◆ Task brief:
Please repeat the data below verbatim, leaving out the pictures.

-- start Extracted records --

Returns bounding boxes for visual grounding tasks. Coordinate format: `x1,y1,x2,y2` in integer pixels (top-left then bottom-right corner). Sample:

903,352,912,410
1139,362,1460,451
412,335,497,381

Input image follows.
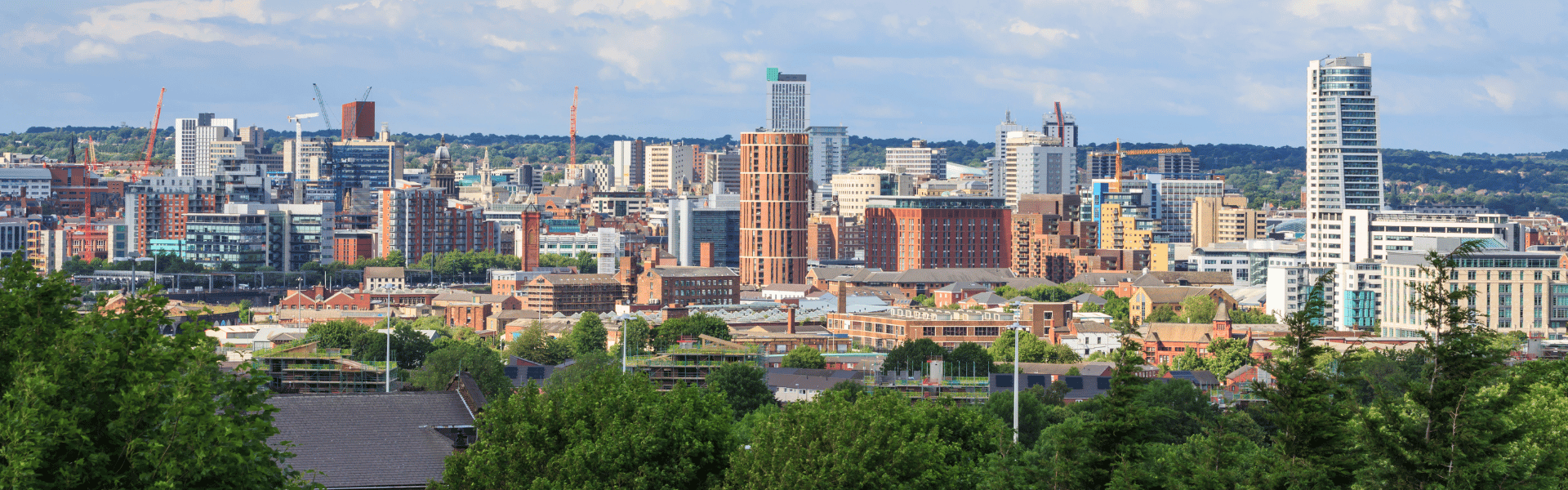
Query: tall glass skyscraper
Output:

-- end Extracted records --

◆ The output:
Returns bounding boxes for visual grounding tasks. Coordinate format: `x1,y1,x2,y2` in integer pixels (top-left then bottom-right corner). Sample:

903,352,912,410
1139,362,1460,451
412,335,497,381

Input image follows.
Query: tall glass skyscraper
Output:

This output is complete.